### Stored data entries
Segment Open

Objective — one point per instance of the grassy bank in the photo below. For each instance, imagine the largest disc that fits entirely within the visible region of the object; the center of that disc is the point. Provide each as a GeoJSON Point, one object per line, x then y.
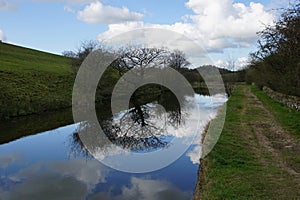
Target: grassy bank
{"type": "Point", "coordinates": [32, 81]}
{"type": "Point", "coordinates": [287, 117]}
{"type": "Point", "coordinates": [251, 160]}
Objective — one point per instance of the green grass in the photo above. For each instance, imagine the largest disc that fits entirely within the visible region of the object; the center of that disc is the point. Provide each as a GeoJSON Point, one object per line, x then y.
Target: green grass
{"type": "Point", "coordinates": [32, 81]}
{"type": "Point", "coordinates": [287, 117]}
{"type": "Point", "coordinates": [233, 169]}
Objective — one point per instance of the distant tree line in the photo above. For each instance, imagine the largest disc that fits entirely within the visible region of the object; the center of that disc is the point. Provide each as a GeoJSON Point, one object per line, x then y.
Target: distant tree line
{"type": "Point", "coordinates": [276, 63]}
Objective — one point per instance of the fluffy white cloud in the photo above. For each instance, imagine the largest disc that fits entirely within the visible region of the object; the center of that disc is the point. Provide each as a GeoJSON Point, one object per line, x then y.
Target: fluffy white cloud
{"type": "Point", "coordinates": [147, 189]}
{"type": "Point", "coordinates": [239, 63]}
{"type": "Point", "coordinates": [71, 2]}
{"type": "Point", "coordinates": [96, 12]}
{"type": "Point", "coordinates": [2, 36]}
{"type": "Point", "coordinates": [223, 18]}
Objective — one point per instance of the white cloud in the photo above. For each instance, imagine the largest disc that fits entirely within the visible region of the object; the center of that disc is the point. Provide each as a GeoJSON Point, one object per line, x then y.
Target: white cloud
{"type": "Point", "coordinates": [239, 63]}
{"type": "Point", "coordinates": [2, 36]}
{"type": "Point", "coordinates": [4, 5]}
{"type": "Point", "coordinates": [147, 189]}
{"type": "Point", "coordinates": [96, 12]}
{"type": "Point", "coordinates": [70, 2]}
{"type": "Point", "coordinates": [215, 25]}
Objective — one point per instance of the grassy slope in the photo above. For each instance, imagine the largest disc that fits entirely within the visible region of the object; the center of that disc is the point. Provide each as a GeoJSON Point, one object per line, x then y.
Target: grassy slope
{"type": "Point", "coordinates": [287, 117]}
{"type": "Point", "coordinates": [32, 81]}
{"type": "Point", "coordinates": [238, 167]}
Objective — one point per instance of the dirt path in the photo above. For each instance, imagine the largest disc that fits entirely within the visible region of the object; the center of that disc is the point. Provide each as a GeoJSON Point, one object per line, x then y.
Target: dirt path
{"type": "Point", "coordinates": [271, 137]}
{"type": "Point", "coordinates": [255, 157]}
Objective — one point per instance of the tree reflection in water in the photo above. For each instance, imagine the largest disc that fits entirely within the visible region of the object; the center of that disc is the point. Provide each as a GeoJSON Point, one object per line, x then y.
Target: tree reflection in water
{"type": "Point", "coordinates": [142, 128]}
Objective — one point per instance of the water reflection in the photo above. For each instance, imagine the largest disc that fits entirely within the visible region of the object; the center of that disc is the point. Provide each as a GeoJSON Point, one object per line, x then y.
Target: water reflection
{"type": "Point", "coordinates": [142, 128]}
{"type": "Point", "coordinates": [40, 166]}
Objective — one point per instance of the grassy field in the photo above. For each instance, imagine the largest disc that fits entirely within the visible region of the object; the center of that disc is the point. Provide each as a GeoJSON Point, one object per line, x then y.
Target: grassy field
{"type": "Point", "coordinates": [257, 155]}
{"type": "Point", "coordinates": [32, 81]}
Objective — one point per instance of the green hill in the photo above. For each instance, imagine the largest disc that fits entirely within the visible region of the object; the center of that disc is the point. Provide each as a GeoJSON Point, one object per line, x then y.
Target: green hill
{"type": "Point", "coordinates": [32, 81]}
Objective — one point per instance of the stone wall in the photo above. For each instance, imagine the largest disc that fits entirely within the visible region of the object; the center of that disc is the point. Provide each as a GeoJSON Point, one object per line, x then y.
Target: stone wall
{"type": "Point", "coordinates": [290, 101]}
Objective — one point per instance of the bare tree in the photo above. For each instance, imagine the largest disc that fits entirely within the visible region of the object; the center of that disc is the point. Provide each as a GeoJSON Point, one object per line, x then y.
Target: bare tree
{"type": "Point", "coordinates": [140, 58]}
{"type": "Point", "coordinates": [177, 60]}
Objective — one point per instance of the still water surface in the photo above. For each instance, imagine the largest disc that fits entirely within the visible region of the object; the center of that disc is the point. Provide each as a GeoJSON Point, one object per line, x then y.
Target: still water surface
{"type": "Point", "coordinates": [55, 165]}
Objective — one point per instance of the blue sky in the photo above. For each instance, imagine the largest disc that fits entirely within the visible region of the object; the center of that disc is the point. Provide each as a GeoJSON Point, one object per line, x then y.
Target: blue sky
{"type": "Point", "coordinates": [228, 27]}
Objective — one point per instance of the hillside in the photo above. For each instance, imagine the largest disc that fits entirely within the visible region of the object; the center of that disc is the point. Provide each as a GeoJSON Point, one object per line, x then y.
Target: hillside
{"type": "Point", "coordinates": [32, 81]}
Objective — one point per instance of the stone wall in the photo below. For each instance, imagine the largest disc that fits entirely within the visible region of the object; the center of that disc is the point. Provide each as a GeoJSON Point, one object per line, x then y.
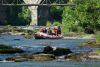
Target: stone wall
{"type": "Point", "coordinates": [33, 9]}
{"type": "Point", "coordinates": [2, 14]}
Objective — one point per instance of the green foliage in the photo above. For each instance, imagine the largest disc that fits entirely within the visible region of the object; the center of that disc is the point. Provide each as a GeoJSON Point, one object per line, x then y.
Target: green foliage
{"type": "Point", "coordinates": [18, 15]}
{"type": "Point", "coordinates": [98, 37]}
{"type": "Point", "coordinates": [83, 15]}
{"type": "Point", "coordinates": [25, 15]}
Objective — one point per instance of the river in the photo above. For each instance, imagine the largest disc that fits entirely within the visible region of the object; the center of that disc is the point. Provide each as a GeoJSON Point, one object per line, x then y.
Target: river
{"type": "Point", "coordinates": [32, 45]}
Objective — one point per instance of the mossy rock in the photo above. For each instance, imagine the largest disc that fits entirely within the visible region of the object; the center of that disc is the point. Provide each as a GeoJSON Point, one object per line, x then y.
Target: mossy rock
{"type": "Point", "coordinates": [57, 51]}
{"type": "Point", "coordinates": [37, 57]}
{"type": "Point", "coordinates": [16, 59]}
{"type": "Point", "coordinates": [43, 57]}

Segment Closed

### Task to carry out
Every line of the records must come back unchanged, except that pictures are dropped.

### Response to this task
Objective — one point per instance of the grassy bank in the photo below. For each instance, imagine the largest disc that fits entirely within the visible region of the object; the center of that disc is the point. Provide each as a GeoJSON Point, one object per line, x then y.
Target: grassy bank
{"type": "Point", "coordinates": [32, 81]}
{"type": "Point", "coordinates": [287, 117]}
{"type": "Point", "coordinates": [251, 160]}
Objective — one point per instance of the green grass in the photo above. For each instance, imagine the largest disc that fits entirely within the visible region of the object; the center of that disc is the point. Provide each as a GeoJSON Point, one object per line, x then y.
Target: green grass
{"type": "Point", "coordinates": [32, 81]}
{"type": "Point", "coordinates": [287, 117]}
{"type": "Point", "coordinates": [233, 169]}
Objective — one point per instance of the distant tree line in the photo above. For each instance, imagine the largest disc that fits entirely within the visible region of the object; the center of that disc is the point. Provide each as a GeoJSON Point, one object per line, x then y.
Target: distant tree line
{"type": "Point", "coordinates": [276, 63]}
Objective — one point per instance of the fluffy white cloud in the photo above. For each instance, imagine the largest disc that fits entirely within the visible region of the object; the center of that disc is the point. Provide each as a GeoJSON Point, one object per line, x then y.
Target: fluffy white cloud
{"type": "Point", "coordinates": [147, 189]}
{"type": "Point", "coordinates": [239, 63]}
{"type": "Point", "coordinates": [71, 2]}
{"type": "Point", "coordinates": [96, 12]}
{"type": "Point", "coordinates": [2, 36]}
{"type": "Point", "coordinates": [223, 18]}
Objective — one point per instance of the white cloud in the photo above. For each instance, imagine the largest disc that fits entirely within the visible region of the object; the center of that disc is the point. Provide each as a GeoJSON Point, one object per line, x then y.
Target: white cloud
{"type": "Point", "coordinates": [239, 63]}
{"type": "Point", "coordinates": [2, 36]}
{"type": "Point", "coordinates": [4, 5]}
{"type": "Point", "coordinates": [147, 189]}
{"type": "Point", "coordinates": [96, 12]}
{"type": "Point", "coordinates": [70, 2]}
{"type": "Point", "coordinates": [215, 25]}
Objective — one point per instance of the grassy slope in the photo above. For each instance, imagine the largest disc that fits entirely within the visible region of the object; the center of that disc is the point. Provide each as a GeoJSON Point, one object per line, x then y.
Target: grassy slope
{"type": "Point", "coordinates": [287, 117]}
{"type": "Point", "coordinates": [32, 81]}
{"type": "Point", "coordinates": [238, 167]}
Objective — one point per instance of the dirt path in the photo above. For each instance, imagine the largest disc that fits entirely within the visible region of the object; the center of that disc is the point. Provide each as a GeoJSON Point, one object per line, x then y.
Target: dirt path
{"type": "Point", "coordinates": [271, 137]}
{"type": "Point", "coordinates": [255, 157]}
Objective — one point per instance of the tree reflection in water in the photo above. For each instance, imagine the largest disc that fits entirely within the visible region of the object; the center of that disc is the point. Provide each as a GeoJSON Point, one object per line, x then y.
Target: tree reflection in water
{"type": "Point", "coordinates": [142, 128]}
Objective — one point per instance of the water reflection in the photo above. For each instance, imagine the largest disc that fits entirely within the visible region of the object; the center of that disc is the point. Provide each as a GeoJSON Point, one object per line, x then y.
Target: water reflection
{"type": "Point", "coordinates": [142, 128]}
{"type": "Point", "coordinates": [40, 166]}
Objective — one point per instance of the grassy field in the photo above. For each instance, imagine the largest disc that fits entirely within the visible region of the object; the center of that disc is the point. Provide each as a GeoJSON Point, one object per line, x then y.
Target: grassy field
{"type": "Point", "coordinates": [257, 155]}
{"type": "Point", "coordinates": [32, 81]}
Objective — one point per instance of the green hill in the photo above. For each instance, imagine the largest disc that fits entirely within the visible region of the object; the center of that disc is the point. Provide each as a GeoJSON Point, one object per line, x then y.
Target: green hill
{"type": "Point", "coordinates": [32, 81]}
Objective — one point per instance of the stone wall in the photo above. For each instance, imagine the largest disc that fits entirely within the visible region of the object; the center of that disc is the point. Provide each as a GeoJSON Point, one object per line, x then y.
Target: stone wall
{"type": "Point", "coordinates": [290, 101]}
Objective — one point per instance of the bare tree in the photo above. For each instance, imagine the largest disc that fits entirely within the visible region of the object; the center of that disc is the point. Provide each as a GeoJSON Point, one object per line, x then y.
Target: bare tree
{"type": "Point", "coordinates": [140, 58]}
{"type": "Point", "coordinates": [177, 60]}
Objective — one point per instance of the still water surface in the photo above. For each instance, imagine the largest disc that fits entirely within the visible region of the object; the center of that disc is the point. Provide each as a GeoJSON Point, one object per line, x then y.
Target: still water surface
{"type": "Point", "coordinates": [55, 165]}
Objective — one point per instance of the blue sky in the photo above. For each instance, imagine the largest disc that fits entirely within the visible region of the object; the center of that disc is the point. Provide each as a GeoJSON Point, one object per line, x then y.
Target: blue sky
{"type": "Point", "coordinates": [228, 27]}
Objective — one point per instance of the hillside in the photo above. For each instance, imagine the largest disc that fits entirely within the visible region of the object; the center of that disc is the point. Provide each as a GeoJSON Point, one object per line, x then y.
Target: hillside
{"type": "Point", "coordinates": [32, 81]}
Objective — one point per instance of the stone wall in the photo below. For each instance, imagine the largest disc that fits entirely within the visible region of the object; the center of that disc is the point. Provide each as a GeoJSON Point, one object per line, x then y.
Target: stone wall
{"type": "Point", "coordinates": [33, 9]}
{"type": "Point", "coordinates": [2, 14]}
Objective — one point per instance of the green foliage in the photo above. For each instance, imagine the largest disc that fits entirely within the visible region of the object; the center of that disc is the point. Provide each as a GeoJSON Point, one object per line, x then y.
Target: green foliage
{"type": "Point", "coordinates": [18, 15]}
{"type": "Point", "coordinates": [98, 37]}
{"type": "Point", "coordinates": [83, 15]}
{"type": "Point", "coordinates": [25, 15]}
Objective — one point per instance of the river in the photo above. For each instance, imagine the largest disc that fits entirely within the visible region of the object; the center of that disc is the point. Provide each as a GeoJSON Point, one object per line, x then y.
Target: river
{"type": "Point", "coordinates": [32, 45]}
Objective — one point per instance of the mossy rock in the photo above. For each instance, imagine the largest disc that fits entirely within the visible region of the object; the center of that disc is the point. Provide each as a GeoJSON Point, one object per line, x then y.
Target: mossy rock
{"type": "Point", "coordinates": [57, 51]}
{"type": "Point", "coordinates": [37, 57]}
{"type": "Point", "coordinates": [16, 59]}
{"type": "Point", "coordinates": [43, 57]}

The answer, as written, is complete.